→ **Task requirements**: Rewrite the entries from the line with "Given the image above, find the potted" to the line with "346,851 -> 418,955", both included, keeping the requests unchanged. Multiply every box coordinate in the answers by 1.75 and round each result to a whole number, with halves rounding up.

Stored entries
+++

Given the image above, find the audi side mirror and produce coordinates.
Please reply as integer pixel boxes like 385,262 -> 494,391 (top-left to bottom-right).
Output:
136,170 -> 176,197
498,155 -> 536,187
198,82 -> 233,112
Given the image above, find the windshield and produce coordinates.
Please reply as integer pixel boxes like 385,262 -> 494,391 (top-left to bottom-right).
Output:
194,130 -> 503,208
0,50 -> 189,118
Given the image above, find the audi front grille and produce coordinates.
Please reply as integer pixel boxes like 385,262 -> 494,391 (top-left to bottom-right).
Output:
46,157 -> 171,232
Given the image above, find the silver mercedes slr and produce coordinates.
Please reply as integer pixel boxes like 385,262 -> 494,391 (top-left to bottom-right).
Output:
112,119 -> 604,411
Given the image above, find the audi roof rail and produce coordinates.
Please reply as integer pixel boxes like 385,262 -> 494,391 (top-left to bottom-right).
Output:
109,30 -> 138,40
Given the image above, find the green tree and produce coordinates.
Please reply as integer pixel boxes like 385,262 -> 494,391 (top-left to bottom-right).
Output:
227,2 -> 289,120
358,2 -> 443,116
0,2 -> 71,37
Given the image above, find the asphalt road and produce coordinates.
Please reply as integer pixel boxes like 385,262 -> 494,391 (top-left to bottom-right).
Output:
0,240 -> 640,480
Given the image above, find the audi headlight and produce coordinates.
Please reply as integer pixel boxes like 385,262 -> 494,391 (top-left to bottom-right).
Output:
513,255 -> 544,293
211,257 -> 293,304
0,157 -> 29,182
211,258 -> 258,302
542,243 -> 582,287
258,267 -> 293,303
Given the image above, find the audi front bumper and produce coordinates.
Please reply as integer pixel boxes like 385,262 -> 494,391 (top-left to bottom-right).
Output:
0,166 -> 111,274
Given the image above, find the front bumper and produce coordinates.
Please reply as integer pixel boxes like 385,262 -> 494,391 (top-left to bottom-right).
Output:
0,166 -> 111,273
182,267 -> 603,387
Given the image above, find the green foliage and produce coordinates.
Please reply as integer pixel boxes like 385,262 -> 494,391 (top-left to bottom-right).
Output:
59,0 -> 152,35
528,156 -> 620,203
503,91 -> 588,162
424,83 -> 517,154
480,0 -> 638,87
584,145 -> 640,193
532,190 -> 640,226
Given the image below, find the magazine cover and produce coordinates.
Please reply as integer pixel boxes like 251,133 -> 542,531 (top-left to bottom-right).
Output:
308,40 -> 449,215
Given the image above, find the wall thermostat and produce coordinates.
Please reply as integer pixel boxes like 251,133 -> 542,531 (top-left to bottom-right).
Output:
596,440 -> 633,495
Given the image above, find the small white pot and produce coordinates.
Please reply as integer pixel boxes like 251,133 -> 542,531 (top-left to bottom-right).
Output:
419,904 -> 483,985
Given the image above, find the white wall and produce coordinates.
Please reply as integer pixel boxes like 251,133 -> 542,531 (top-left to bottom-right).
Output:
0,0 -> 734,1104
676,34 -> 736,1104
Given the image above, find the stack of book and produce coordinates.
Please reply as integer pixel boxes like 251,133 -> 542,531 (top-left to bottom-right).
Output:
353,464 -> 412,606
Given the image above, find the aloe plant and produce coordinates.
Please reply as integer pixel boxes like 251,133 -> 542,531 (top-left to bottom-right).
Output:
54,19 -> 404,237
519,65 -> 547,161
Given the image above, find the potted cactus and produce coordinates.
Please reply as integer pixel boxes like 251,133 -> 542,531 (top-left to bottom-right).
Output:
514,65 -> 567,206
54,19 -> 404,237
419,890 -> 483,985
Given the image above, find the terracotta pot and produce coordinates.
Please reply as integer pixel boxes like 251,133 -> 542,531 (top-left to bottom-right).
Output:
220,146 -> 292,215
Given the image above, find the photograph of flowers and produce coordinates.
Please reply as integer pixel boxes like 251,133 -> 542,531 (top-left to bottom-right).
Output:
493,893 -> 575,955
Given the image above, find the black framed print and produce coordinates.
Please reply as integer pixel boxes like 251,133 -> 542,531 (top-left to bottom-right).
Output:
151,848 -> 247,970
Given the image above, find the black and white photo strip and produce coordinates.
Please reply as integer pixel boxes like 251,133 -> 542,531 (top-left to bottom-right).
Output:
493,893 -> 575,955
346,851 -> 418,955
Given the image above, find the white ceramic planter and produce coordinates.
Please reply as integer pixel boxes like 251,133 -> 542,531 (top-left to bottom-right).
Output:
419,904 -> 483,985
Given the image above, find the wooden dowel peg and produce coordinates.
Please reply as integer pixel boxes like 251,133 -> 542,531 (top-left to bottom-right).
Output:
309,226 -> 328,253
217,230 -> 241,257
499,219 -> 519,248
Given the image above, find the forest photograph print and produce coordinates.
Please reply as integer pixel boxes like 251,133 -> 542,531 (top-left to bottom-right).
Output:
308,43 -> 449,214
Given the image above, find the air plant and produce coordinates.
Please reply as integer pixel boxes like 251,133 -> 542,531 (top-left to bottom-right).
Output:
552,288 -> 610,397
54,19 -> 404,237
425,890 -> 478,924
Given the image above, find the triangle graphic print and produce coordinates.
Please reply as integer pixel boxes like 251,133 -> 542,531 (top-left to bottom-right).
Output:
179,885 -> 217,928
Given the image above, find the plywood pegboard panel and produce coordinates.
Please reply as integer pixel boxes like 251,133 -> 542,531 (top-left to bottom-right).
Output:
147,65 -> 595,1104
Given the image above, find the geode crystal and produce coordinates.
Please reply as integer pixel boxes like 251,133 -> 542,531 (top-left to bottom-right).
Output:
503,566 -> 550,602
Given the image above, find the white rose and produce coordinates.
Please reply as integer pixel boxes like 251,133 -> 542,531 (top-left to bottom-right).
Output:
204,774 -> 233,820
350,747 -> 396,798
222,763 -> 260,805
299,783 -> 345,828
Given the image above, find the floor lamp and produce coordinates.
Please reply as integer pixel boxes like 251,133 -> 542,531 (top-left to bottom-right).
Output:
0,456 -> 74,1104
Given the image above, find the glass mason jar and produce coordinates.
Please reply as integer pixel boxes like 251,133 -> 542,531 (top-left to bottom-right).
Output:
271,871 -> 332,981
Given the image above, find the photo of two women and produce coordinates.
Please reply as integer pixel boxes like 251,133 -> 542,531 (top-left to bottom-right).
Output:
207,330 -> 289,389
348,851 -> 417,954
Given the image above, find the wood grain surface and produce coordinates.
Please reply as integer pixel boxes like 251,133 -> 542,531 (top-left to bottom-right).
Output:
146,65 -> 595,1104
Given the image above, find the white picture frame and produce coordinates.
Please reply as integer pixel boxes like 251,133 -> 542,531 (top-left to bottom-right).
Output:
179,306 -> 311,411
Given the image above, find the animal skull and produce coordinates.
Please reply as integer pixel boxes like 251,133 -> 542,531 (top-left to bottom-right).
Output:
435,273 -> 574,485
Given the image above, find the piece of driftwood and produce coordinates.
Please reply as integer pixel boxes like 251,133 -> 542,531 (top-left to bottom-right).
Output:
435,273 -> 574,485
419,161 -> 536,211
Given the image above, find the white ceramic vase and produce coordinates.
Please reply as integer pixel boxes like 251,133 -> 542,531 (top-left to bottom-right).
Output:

+++

→ **Output**:
Given the image above, find the potted cactus and produce coordinates.
Please reply as integer pixel boxes like 251,133 -> 542,531 (top-left to bottom-right).
Output:
900,114 -> 992,361
95,33 -> 707,415
733,1558 -> 845,1724
Given the image above, find the terracotta pot and produce coordinates.
Please reply as integer pixel boxes like 251,133 -> 542,531 (top-left to bottom-right).
Output:
385,256 -> 511,376
Given the image above, find the photograph of flowers and produce coordinates.
Please reply as integer pixel boxes like 251,133 -> 542,531 (top-left to bottom-right).
Output:
863,1563 -> 1006,1671
Given the image above, find the black framed print and produce coordinates.
Please reply as integer pixel boxes like 251,133 -> 542,531 (top-left to bottom-right).
Output:
264,1484 -> 432,1698
Given the image above, find the black and white photo strip and produce coordinates.
Please reply as integer pixel boxes like 251,133 -> 542,531 (top-left to bottom-right).
Output:
863,1563 -> 1006,1671
606,1489 -> 732,1671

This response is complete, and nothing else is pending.